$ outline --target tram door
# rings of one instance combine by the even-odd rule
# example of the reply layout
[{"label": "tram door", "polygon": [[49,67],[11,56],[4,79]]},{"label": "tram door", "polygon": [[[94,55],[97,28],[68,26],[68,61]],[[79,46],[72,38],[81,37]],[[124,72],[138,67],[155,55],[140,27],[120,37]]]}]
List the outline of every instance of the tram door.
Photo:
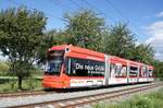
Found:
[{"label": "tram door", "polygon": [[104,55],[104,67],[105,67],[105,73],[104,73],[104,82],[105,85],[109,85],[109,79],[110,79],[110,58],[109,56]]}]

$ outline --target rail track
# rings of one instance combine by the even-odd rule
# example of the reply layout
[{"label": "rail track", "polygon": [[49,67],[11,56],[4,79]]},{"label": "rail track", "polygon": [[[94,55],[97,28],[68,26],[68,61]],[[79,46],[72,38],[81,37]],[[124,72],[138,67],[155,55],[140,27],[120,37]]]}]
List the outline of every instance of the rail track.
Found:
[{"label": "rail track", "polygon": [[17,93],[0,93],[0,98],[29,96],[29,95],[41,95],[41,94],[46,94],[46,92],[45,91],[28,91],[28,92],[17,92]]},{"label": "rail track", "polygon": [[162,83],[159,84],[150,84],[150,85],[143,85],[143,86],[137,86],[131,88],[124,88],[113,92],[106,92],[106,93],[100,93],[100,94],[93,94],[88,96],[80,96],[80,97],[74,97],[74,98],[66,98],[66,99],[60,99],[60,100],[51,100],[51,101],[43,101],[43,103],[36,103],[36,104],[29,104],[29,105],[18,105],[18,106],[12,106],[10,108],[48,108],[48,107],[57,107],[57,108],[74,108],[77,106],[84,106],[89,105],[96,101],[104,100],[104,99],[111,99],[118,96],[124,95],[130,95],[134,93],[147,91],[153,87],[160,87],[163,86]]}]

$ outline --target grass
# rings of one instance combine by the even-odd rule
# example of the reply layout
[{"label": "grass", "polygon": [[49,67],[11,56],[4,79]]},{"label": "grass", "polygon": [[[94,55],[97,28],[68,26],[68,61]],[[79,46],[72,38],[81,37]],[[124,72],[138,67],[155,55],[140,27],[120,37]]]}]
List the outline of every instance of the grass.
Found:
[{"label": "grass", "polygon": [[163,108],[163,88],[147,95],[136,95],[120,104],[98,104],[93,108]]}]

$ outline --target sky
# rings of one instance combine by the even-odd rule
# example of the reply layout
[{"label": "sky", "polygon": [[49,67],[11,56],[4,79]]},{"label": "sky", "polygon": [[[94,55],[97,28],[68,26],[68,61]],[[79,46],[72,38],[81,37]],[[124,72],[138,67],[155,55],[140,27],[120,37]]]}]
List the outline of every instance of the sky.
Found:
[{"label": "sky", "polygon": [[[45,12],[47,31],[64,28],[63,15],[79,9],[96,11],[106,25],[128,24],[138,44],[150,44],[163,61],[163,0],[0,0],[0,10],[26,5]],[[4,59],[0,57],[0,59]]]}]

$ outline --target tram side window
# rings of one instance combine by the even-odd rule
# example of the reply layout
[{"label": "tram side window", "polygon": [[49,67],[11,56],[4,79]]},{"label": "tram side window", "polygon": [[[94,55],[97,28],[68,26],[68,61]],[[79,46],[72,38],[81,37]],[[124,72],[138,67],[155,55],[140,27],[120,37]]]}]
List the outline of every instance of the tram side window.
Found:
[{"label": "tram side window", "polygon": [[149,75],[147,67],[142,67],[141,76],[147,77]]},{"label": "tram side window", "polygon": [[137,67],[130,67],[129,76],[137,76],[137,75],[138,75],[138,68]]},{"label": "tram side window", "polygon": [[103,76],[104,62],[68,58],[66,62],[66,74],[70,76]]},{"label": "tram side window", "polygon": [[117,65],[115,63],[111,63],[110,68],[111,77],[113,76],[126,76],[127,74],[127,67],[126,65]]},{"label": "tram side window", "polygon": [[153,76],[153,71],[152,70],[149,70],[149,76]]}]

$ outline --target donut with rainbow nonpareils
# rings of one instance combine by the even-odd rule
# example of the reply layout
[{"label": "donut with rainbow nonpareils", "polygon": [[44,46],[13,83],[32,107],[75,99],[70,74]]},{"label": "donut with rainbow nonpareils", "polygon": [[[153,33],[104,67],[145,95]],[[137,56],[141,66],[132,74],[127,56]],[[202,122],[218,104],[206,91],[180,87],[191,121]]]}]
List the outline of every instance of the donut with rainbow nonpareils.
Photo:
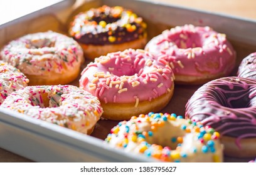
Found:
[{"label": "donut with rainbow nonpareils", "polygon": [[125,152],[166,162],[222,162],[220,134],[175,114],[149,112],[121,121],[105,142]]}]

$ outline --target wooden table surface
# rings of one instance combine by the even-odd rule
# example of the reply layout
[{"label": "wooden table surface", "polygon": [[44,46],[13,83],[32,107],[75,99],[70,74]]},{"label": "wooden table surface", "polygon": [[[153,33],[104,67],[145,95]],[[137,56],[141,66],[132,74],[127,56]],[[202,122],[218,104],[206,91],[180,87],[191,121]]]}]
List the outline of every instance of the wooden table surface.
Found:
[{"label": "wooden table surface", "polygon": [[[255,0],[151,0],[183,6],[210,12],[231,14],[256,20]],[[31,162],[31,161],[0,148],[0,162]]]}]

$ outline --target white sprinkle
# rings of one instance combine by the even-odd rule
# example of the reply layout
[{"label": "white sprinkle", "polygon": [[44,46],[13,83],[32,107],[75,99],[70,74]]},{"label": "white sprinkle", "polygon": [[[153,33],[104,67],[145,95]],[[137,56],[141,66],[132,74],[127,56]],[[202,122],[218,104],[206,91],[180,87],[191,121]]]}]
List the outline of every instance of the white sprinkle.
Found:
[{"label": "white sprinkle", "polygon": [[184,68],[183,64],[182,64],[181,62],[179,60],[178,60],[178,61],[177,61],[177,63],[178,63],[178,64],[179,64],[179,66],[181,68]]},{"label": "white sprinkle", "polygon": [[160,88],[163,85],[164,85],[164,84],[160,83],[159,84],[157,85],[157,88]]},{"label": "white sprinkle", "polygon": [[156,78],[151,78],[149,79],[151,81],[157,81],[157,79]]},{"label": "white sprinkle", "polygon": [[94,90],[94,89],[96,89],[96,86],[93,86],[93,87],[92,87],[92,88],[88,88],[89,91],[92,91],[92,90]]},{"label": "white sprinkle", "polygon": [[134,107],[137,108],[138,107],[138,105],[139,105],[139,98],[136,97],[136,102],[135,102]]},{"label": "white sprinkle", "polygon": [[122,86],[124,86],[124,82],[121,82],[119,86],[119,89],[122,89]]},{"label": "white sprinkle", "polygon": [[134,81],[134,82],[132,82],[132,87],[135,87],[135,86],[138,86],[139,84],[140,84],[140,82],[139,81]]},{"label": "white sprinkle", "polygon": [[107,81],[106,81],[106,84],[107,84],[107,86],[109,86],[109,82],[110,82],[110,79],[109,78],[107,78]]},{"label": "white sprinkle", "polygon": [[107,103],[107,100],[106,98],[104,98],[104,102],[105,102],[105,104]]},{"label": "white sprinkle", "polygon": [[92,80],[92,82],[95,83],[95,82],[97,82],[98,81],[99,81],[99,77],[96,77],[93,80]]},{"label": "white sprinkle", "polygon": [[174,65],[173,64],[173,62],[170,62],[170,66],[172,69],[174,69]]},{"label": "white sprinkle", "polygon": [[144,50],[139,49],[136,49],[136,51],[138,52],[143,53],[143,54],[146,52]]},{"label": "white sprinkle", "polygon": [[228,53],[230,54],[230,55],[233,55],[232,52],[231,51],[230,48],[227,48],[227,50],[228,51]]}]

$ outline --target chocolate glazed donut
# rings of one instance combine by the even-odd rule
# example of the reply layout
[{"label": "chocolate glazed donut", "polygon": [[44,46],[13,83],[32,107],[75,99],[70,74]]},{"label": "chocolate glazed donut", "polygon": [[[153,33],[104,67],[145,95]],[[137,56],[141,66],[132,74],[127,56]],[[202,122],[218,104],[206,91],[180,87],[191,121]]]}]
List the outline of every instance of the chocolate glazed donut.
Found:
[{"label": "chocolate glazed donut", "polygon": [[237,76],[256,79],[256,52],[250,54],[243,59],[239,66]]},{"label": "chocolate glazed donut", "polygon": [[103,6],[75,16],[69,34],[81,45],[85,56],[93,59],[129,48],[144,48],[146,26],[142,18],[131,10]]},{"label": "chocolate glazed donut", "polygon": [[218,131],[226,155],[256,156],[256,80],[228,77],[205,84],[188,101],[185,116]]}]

----------

**GOAL**
Pull out each line above that contains the string "grass" and copy it in full.

**RESPONSE TO THE TASK**
$ outline --target grass
[{"label": "grass", "polygon": [[49,67],[11,56],[4,79]]},{"label": "grass", "polygon": [[[94,55],[97,28],[68,26],[68,61]],[[79,46],[72,38],[81,37]],[[124,72],[138,67],[155,55],[140,27],[120,37]]]}]
List the outline of every instance of the grass.
[{"label": "grass", "polygon": [[163,108],[163,88],[147,95],[136,95],[120,104],[98,104],[93,108]]}]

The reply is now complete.